▶ **Direction**:
Revise the lines of the listing beginning with the line that contains "Question. The photo above holds the turkish" and going on through the end of the listing, swapping "sandal" for "sneaker" and keeping everything else the same. Reproduce only those lines, and leave the pictures out of your answer.
..........
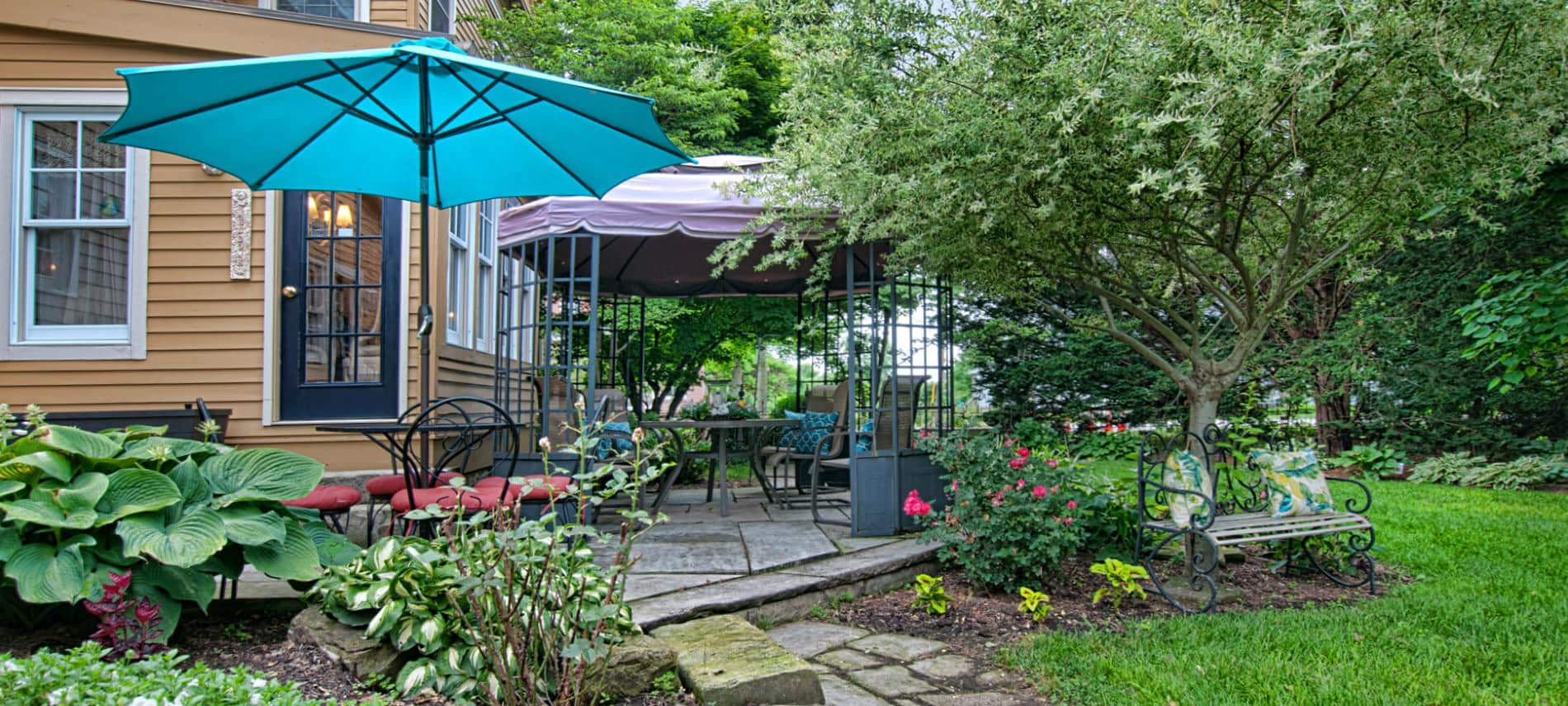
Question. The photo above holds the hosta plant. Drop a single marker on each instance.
(172, 514)
(930, 595)
(1122, 580)
(1035, 604)
(503, 609)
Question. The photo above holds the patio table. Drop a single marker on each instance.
(400, 439)
(719, 434)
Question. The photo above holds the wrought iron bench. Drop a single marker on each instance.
(1236, 512)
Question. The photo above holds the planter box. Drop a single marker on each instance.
(182, 423)
(881, 481)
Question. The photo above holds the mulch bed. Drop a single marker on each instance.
(979, 622)
(229, 636)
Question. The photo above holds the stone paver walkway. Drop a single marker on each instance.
(862, 669)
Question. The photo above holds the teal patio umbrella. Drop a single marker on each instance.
(419, 120)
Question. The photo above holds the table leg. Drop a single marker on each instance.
(721, 446)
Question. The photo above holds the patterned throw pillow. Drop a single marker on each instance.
(813, 427)
(1294, 482)
(1186, 471)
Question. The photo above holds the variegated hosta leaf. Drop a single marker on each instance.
(261, 474)
(132, 491)
(188, 542)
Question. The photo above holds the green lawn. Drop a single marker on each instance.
(1485, 622)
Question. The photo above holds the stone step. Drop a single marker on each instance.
(725, 661)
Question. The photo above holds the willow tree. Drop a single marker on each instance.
(1189, 165)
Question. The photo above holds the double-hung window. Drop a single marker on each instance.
(458, 264)
(470, 277)
(76, 237)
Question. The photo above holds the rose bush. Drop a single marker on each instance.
(1013, 514)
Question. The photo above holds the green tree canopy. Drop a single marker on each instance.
(1191, 165)
(712, 69)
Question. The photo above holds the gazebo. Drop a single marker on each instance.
(576, 273)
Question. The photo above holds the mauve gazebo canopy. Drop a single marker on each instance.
(658, 231)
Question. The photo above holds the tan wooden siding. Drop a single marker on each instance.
(204, 331)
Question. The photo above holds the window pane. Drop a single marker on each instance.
(54, 195)
(96, 154)
(54, 143)
(78, 277)
(104, 195)
(320, 8)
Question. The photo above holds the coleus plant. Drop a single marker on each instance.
(127, 627)
(174, 514)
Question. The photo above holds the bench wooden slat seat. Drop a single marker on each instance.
(1240, 517)
(1250, 528)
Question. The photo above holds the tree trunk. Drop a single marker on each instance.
(1333, 413)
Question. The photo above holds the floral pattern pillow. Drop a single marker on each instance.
(813, 427)
(1294, 482)
(1186, 471)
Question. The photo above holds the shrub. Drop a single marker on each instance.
(501, 609)
(83, 676)
(1449, 468)
(1013, 514)
(174, 514)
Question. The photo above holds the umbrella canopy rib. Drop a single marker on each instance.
(118, 132)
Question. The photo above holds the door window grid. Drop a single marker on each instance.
(342, 289)
(73, 231)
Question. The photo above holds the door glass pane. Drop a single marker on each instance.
(344, 287)
(78, 277)
(320, 8)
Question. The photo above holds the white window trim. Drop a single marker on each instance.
(452, 16)
(361, 8)
(470, 333)
(460, 314)
(134, 336)
(485, 258)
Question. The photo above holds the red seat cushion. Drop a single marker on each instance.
(392, 484)
(446, 498)
(526, 488)
(328, 498)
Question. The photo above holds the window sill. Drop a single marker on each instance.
(73, 352)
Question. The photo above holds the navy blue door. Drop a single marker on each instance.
(341, 287)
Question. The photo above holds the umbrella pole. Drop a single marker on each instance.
(427, 319)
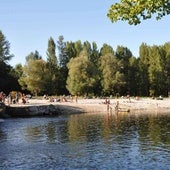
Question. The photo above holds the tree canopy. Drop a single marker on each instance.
(133, 11)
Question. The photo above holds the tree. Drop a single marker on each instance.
(133, 11)
(8, 81)
(81, 77)
(143, 69)
(112, 80)
(4, 49)
(35, 76)
(123, 54)
(33, 55)
(52, 65)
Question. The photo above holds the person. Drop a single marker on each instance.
(17, 97)
(76, 98)
(23, 99)
(117, 106)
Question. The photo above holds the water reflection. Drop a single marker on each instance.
(88, 141)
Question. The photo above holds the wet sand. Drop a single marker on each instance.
(89, 105)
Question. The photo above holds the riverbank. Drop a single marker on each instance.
(41, 107)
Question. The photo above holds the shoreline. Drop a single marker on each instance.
(41, 107)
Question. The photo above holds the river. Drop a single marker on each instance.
(86, 141)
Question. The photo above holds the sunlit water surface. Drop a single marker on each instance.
(86, 141)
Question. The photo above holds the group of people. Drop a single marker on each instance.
(12, 98)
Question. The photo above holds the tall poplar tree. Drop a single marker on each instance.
(52, 65)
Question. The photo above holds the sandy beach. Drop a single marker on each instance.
(89, 105)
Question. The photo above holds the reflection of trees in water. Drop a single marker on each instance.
(144, 127)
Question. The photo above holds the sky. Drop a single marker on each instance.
(28, 25)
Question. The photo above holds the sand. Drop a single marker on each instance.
(135, 106)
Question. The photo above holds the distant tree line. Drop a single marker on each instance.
(81, 68)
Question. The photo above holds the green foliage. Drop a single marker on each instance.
(33, 56)
(81, 77)
(4, 49)
(133, 11)
(35, 76)
(112, 79)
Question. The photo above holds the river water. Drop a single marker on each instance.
(86, 141)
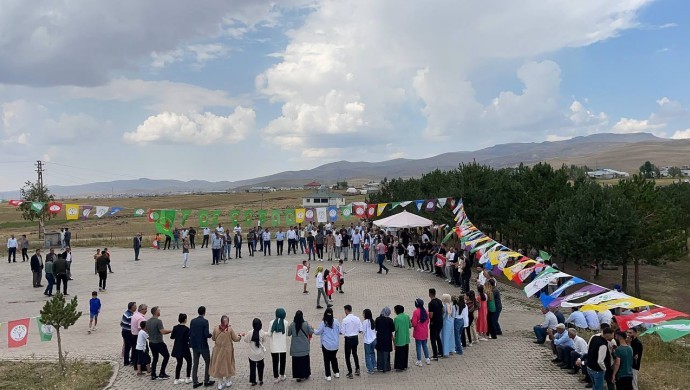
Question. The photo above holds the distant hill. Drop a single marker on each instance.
(618, 151)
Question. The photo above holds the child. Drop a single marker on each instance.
(341, 273)
(256, 352)
(142, 347)
(180, 350)
(94, 309)
(306, 276)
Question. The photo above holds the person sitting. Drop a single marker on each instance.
(577, 319)
(549, 323)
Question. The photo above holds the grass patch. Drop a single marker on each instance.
(46, 375)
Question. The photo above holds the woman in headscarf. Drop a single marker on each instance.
(402, 338)
(301, 333)
(420, 332)
(329, 330)
(384, 340)
(447, 336)
(223, 356)
(278, 336)
(256, 352)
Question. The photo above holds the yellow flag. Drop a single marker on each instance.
(72, 211)
(299, 215)
(380, 207)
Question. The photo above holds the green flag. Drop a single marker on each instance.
(185, 215)
(290, 217)
(46, 331)
(275, 218)
(165, 222)
(203, 218)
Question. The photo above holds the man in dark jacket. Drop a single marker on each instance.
(198, 339)
(37, 267)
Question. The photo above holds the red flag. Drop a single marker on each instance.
(371, 210)
(653, 316)
(54, 207)
(359, 210)
(17, 332)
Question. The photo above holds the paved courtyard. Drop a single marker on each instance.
(254, 287)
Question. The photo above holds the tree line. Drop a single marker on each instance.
(562, 211)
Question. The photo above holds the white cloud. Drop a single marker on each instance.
(387, 60)
(194, 128)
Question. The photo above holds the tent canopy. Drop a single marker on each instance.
(404, 219)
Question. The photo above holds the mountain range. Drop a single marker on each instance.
(625, 152)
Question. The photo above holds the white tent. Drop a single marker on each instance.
(403, 220)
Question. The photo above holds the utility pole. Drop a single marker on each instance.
(39, 170)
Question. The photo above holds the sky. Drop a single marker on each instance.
(230, 90)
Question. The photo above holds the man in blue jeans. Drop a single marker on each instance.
(550, 322)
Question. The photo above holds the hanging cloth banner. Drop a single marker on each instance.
(309, 215)
(380, 207)
(101, 211)
(653, 316)
(234, 217)
(430, 205)
(275, 218)
(299, 215)
(86, 211)
(165, 222)
(203, 218)
(54, 207)
(290, 217)
(114, 211)
(359, 210)
(71, 212)
(333, 213)
(185, 214)
(371, 211)
(321, 215)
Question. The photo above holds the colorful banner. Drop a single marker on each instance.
(17, 333)
(72, 212)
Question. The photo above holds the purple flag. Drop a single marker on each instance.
(588, 290)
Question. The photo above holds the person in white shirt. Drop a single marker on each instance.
(369, 340)
(350, 328)
(550, 322)
(12, 249)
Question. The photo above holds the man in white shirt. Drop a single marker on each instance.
(550, 322)
(12, 249)
(207, 233)
(350, 328)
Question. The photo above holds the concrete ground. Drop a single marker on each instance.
(254, 287)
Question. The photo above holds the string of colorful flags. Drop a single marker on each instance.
(18, 331)
(497, 258)
(165, 219)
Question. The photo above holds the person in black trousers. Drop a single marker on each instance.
(435, 324)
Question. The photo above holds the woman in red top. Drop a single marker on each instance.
(420, 331)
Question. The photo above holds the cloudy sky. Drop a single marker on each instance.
(228, 90)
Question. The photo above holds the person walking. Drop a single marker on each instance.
(351, 328)
(420, 331)
(278, 337)
(198, 341)
(180, 337)
(136, 244)
(156, 331)
(300, 333)
(37, 268)
(329, 330)
(257, 351)
(223, 355)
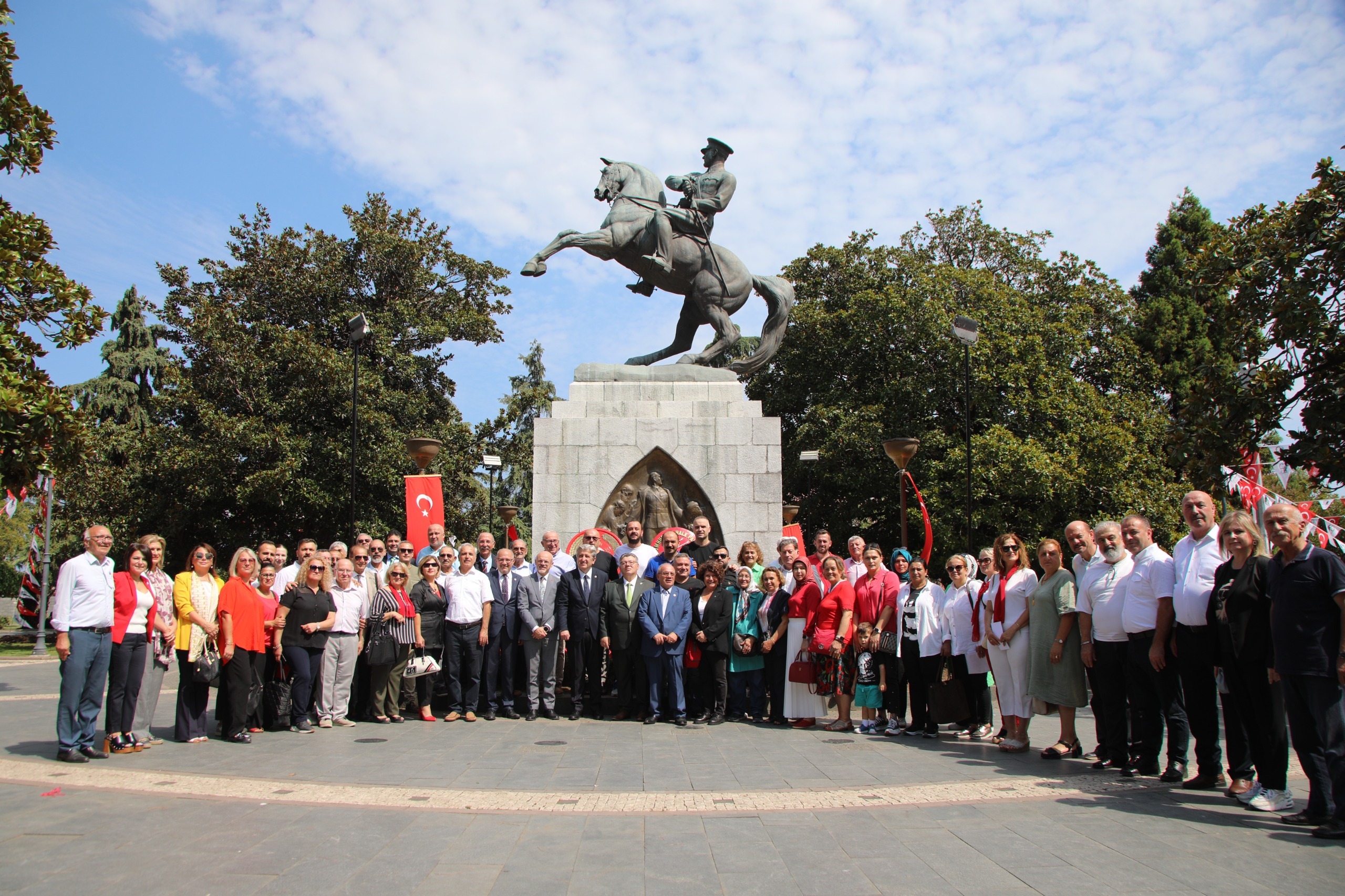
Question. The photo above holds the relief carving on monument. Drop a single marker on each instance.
(661, 494)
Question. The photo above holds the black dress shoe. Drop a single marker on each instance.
(1305, 820)
(1173, 774)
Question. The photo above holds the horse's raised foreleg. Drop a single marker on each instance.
(597, 243)
(729, 336)
(686, 327)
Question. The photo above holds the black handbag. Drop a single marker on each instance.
(206, 669)
(275, 700)
(947, 697)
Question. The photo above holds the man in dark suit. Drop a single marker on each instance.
(579, 598)
(603, 561)
(498, 662)
(665, 615)
(619, 631)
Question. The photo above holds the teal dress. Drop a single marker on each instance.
(746, 624)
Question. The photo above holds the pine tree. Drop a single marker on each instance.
(136, 369)
(512, 435)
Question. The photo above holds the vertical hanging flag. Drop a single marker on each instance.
(424, 506)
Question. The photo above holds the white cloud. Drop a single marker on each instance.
(1086, 119)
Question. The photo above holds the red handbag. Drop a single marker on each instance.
(803, 672)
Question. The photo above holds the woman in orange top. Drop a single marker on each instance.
(135, 617)
(243, 645)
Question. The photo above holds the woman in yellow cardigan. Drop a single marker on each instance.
(195, 595)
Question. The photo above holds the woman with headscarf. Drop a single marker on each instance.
(160, 653)
(1007, 617)
(801, 704)
(195, 593)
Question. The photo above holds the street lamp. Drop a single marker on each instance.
(359, 331)
(965, 331)
(491, 463)
(902, 451)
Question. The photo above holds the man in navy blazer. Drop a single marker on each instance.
(579, 597)
(665, 615)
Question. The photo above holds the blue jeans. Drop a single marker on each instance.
(82, 677)
(740, 682)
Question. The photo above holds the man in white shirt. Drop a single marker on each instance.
(345, 642)
(467, 619)
(286, 578)
(1195, 560)
(635, 545)
(1080, 540)
(1103, 642)
(81, 615)
(1154, 685)
(561, 563)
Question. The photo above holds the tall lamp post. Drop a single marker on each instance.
(359, 331)
(902, 451)
(491, 463)
(965, 331)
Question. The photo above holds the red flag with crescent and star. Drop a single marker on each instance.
(424, 506)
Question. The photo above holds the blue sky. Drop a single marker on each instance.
(1087, 120)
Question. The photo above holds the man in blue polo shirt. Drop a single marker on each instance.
(1307, 588)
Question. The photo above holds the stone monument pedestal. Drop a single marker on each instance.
(693, 425)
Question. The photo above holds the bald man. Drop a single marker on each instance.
(1195, 560)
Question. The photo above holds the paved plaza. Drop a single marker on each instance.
(596, 808)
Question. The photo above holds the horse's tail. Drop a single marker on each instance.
(779, 299)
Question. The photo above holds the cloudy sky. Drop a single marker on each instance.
(1083, 119)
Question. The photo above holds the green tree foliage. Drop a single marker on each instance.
(510, 435)
(252, 431)
(1063, 425)
(1278, 275)
(35, 296)
(136, 367)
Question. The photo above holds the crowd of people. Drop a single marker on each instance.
(1156, 643)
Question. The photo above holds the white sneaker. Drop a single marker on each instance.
(1273, 801)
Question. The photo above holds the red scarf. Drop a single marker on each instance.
(404, 605)
(998, 615)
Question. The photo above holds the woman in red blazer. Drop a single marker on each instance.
(135, 611)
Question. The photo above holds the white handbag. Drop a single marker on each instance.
(421, 665)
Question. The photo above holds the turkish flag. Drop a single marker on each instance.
(424, 506)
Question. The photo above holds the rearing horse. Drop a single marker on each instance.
(713, 282)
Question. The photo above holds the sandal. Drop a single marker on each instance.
(1070, 750)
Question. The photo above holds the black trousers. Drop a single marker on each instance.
(585, 661)
(627, 670)
(236, 682)
(463, 666)
(306, 665)
(912, 686)
(1261, 708)
(1197, 649)
(427, 686)
(1317, 724)
(777, 679)
(1154, 699)
(1108, 679)
(498, 672)
(977, 688)
(126, 669)
(715, 682)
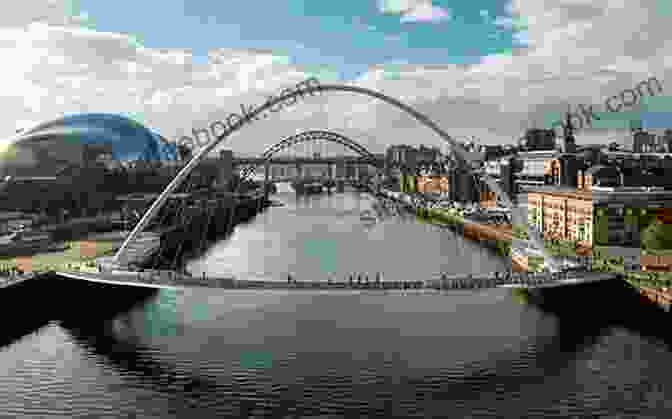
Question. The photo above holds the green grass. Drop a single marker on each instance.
(80, 252)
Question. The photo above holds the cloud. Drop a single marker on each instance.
..........
▶ **Exercise solution**:
Question. The photo above holds the turkish flag. Drop a single marker on each instance.
(424, 506)
Question. The photo above holds the rearing horse. Drop a single marker on each instance.
(713, 282)
Question. The photo above holds the sneaker. Drop a single marker on each instance.
(1070, 750)
Question. The photo above holds the black trousers. Drop a single marker on each instance.
(585, 661)
(627, 670)
(236, 682)
(463, 666)
(306, 665)
(912, 686)
(1261, 708)
(1197, 649)
(427, 686)
(1317, 724)
(777, 679)
(1154, 699)
(1108, 679)
(498, 672)
(977, 688)
(126, 669)
(715, 682)
Question. The photo above holds the green grass. Drop a single marker on each instance.
(80, 252)
Question. The photo above holds the cloud. Drop a single marker on each instance.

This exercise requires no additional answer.